Goal of the exercise — Gather every line of the material below that contains the string "shadow", and copy each one in full. Case counts when matching.

Records for the task —
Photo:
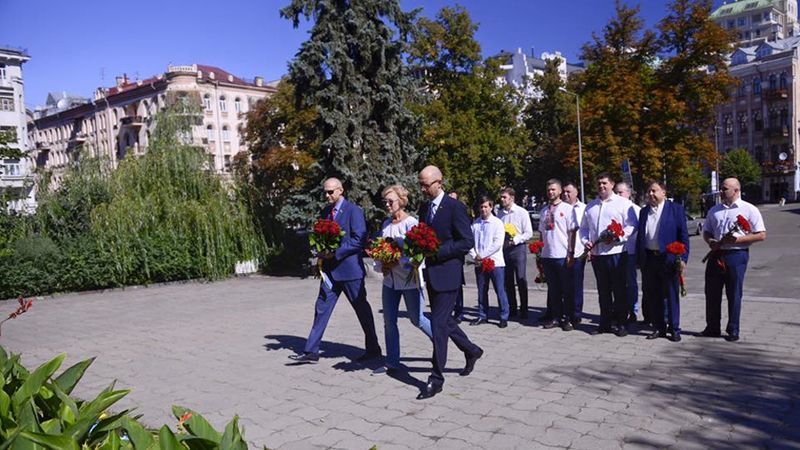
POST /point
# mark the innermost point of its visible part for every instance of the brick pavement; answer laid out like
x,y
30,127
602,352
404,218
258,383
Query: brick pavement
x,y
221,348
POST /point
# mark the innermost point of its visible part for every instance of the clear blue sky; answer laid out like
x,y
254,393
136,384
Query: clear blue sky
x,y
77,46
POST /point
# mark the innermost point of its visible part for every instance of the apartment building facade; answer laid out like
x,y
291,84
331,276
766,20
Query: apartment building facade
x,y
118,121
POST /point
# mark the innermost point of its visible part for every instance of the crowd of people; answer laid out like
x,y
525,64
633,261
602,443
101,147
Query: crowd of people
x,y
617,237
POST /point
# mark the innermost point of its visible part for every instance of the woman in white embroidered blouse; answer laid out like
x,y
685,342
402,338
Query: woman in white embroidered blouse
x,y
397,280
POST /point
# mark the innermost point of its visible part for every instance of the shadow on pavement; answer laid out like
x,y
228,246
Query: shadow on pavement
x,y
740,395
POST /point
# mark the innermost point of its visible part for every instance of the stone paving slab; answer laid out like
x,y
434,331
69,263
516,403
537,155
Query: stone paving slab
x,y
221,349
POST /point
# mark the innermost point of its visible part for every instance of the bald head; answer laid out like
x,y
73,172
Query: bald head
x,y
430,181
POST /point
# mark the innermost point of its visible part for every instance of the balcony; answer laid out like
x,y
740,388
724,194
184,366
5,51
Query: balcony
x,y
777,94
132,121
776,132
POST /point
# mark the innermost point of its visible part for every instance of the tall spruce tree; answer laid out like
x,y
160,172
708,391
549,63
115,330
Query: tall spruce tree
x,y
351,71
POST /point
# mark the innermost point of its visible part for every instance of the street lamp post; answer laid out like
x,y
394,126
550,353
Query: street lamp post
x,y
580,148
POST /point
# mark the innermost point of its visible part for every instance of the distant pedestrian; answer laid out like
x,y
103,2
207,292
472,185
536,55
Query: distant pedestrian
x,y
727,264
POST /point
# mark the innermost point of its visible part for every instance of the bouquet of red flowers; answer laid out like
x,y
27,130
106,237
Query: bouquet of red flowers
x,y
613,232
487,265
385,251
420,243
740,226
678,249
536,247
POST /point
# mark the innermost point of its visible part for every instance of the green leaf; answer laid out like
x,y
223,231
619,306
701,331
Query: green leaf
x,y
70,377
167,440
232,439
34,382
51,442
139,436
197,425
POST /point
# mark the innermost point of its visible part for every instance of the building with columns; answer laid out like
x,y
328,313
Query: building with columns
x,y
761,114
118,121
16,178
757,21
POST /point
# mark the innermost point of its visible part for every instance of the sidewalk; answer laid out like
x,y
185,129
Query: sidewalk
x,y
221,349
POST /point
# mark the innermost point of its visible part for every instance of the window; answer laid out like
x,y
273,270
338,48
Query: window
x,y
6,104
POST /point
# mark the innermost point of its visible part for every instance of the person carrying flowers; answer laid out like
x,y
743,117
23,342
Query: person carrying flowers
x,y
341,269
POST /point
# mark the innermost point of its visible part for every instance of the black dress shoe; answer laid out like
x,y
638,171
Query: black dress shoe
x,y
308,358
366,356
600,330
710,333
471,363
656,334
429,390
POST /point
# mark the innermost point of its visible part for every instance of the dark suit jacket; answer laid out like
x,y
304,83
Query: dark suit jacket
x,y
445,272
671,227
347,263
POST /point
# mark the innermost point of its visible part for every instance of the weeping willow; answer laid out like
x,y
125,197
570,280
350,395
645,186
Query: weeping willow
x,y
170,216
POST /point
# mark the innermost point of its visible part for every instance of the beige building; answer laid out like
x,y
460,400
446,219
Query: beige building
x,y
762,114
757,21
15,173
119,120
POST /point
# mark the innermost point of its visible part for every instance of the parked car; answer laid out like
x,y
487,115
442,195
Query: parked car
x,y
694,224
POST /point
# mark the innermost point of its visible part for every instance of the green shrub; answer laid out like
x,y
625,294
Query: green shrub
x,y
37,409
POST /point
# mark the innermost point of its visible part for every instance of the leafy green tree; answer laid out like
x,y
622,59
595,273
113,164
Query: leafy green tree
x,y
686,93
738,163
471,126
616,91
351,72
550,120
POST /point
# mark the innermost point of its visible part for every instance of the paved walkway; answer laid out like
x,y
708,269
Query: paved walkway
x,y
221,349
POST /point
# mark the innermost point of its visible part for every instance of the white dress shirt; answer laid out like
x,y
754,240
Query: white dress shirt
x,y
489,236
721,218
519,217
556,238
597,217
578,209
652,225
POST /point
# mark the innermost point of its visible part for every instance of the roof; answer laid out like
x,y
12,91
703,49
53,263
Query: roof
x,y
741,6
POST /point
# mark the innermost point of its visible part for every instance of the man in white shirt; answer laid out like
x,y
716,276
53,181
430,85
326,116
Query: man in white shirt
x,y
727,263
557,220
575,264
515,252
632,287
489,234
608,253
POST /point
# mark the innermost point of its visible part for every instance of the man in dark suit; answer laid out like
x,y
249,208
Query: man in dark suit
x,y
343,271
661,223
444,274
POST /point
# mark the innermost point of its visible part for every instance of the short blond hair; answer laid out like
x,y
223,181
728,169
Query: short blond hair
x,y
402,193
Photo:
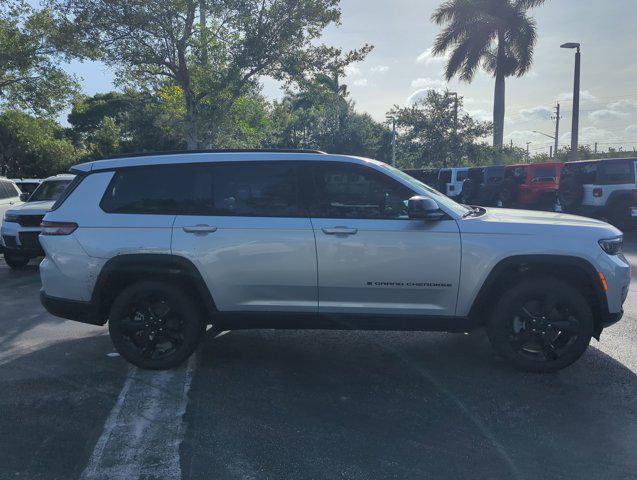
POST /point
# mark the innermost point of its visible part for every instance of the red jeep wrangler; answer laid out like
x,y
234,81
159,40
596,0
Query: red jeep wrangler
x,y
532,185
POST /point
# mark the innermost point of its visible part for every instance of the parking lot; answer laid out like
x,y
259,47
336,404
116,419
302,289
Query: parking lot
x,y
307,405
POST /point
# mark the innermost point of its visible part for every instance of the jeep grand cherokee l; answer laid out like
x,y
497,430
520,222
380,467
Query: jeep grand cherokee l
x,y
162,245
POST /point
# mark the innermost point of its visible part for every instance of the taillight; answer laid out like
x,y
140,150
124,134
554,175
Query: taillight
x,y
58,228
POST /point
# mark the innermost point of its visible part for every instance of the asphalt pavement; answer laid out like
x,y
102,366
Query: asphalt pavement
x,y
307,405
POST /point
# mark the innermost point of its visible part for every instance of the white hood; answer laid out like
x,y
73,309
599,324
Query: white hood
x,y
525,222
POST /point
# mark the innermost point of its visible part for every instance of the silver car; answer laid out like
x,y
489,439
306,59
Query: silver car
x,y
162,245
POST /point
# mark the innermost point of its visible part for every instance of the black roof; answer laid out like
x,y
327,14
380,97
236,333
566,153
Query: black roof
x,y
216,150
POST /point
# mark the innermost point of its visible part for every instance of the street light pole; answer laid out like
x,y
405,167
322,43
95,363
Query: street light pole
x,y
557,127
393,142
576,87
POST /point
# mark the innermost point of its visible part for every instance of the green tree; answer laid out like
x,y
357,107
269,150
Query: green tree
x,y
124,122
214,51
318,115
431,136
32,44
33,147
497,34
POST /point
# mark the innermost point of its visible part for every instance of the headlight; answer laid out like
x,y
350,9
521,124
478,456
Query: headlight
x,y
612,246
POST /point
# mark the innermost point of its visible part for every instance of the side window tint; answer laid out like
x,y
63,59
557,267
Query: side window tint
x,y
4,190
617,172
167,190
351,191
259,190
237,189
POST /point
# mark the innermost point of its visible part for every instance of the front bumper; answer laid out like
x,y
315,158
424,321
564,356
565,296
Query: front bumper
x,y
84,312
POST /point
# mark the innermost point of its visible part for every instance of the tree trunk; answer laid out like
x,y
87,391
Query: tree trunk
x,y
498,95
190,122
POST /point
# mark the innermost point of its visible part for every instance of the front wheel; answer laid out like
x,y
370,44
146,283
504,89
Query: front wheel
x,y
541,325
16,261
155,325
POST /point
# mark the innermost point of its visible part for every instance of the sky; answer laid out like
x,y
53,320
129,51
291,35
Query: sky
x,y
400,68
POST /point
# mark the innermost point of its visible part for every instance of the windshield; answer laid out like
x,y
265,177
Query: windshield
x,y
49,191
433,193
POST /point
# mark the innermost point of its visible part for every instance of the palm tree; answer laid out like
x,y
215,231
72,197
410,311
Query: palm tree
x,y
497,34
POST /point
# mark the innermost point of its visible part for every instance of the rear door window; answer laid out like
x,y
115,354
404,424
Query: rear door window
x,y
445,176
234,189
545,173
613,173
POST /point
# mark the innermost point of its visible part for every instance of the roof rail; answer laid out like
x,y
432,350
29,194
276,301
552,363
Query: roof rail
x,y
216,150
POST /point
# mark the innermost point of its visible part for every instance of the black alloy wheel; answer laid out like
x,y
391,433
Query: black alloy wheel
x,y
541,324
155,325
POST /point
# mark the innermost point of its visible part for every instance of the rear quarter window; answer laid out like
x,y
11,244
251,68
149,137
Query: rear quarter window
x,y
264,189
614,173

Completed exercise —
# mark the innermost point of its visible part for every instance of the shadow on pavement; answer laid out like
Query: shadow on pavement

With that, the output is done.